[WHAT IS NEEDED]: Lay out every line of the items below as a Markdown table with a "Row" column for the line number and a "Line" column for its text, leaving out blank lines.

— BEGIN DATASET EXTRACT —

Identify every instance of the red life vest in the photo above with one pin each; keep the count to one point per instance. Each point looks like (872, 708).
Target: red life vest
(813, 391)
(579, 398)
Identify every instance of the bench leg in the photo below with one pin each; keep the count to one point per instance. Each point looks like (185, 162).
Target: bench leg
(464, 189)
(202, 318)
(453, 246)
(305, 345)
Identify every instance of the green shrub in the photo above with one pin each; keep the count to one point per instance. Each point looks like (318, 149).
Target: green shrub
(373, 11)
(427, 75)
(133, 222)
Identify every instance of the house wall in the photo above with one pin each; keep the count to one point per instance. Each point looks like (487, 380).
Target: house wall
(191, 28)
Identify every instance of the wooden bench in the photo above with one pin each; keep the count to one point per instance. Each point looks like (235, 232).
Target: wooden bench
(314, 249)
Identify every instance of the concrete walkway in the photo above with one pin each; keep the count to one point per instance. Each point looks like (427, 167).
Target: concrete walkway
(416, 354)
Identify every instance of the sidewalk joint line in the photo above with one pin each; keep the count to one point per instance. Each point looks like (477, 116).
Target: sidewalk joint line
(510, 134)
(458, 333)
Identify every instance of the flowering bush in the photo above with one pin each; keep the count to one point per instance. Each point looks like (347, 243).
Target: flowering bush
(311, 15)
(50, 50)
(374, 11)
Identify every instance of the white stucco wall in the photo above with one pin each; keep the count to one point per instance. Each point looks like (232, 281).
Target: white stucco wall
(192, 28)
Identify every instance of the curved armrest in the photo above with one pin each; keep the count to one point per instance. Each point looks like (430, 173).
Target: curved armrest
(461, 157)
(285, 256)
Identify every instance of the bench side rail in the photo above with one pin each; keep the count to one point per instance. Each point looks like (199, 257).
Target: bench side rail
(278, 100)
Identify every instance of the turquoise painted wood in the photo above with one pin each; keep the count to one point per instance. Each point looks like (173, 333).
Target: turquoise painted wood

— END DATASET EXTRACT —

[SOLUTION BELOW]:
| Row | Line |
|---|---|
| 1 | Identify every instance of the red life vest in the photo above with one pin each; keep the count to one point per instance. Each point looks like (872, 708). |
| 2 | Target: red life vest |
| 3 | (813, 391) |
| 4 | (579, 398) |
| 5 | Identify every instance of the bench leg in the photo below with one pin each; keep the count to one point per instance. Each point looks like (185, 162). |
| 6 | Target: bench leg |
| 7 | (464, 189) |
| 8 | (202, 318) |
| 9 | (453, 246) |
| 10 | (305, 345) |
| 11 | Identify every instance of the green shrub in the photo above with one pin each; keep the count to one point per instance. Each point looks like (318, 149). |
| 12 | Target: green shrub |
| 13 | (373, 11) |
| 14 | (427, 75) |
| 15 | (133, 222) |
| 16 | Identify every instance of the house wall in the photo above with one pin each; keep the count to one point per instance. Each point looks like (487, 380). |
| 17 | Target: house wall |
| 18 | (191, 28) |
| 19 | Identify every instance of the wooden bench in the photo above with one pin each; keep the count to one point per instance. Each point looks like (235, 232). |
| 20 | Target: wooden bench |
| 21 | (314, 249) |
| 22 | Identify every instance of the concrete walkway in the photo above with one pin each; keep the count to one point per instance. Each point looks like (427, 167). |
| 23 | Target: concrete walkway |
| 24 | (416, 354) |
| 25 | Identify every instance of the sidewalk joint line in the photo above with one pin each; keep the count to one point per instance. Each point looks like (477, 116). |
| 26 | Target: sidewalk joint line |
| 27 | (510, 134) |
| 28 | (458, 333) |
| 29 | Identify every instance of the flowering bush in the photo above with one pin each; keep the count to one point per instance. Each point looks like (347, 243). |
| 30 | Target: flowering bush |
| 31 | (311, 15) |
| 32 | (50, 50) |
| 33 | (374, 11) |
| 34 | Identify every instance of the white stucco wall in the photo above with one pin each; keep the count to one point per instance. Each point looks like (232, 281). |
| 35 | Target: white stucco wall |
| 36 | (192, 28) |
| 37 | Identify every instance of the curved armrest in the photo above with one pin each; keep the count to one point per instance. Each point looks like (430, 173). |
| 38 | Target: curved armrest |
| 39 | (461, 157) |
| 40 | (285, 256) |
| 41 | Identify every instance of the bench side rail in the photo above with one pin each; keep the count to one point per instance. Each point looks like (199, 257). |
| 42 | Target: bench side rail |
| 43 | (278, 100) |
| 44 | Identify every instance of the turquoise painted wood in the photo above with one pin each; keep the count to one point per instance. Each point looks like (173, 333). |
| 45 | Target: turquoise painted wood |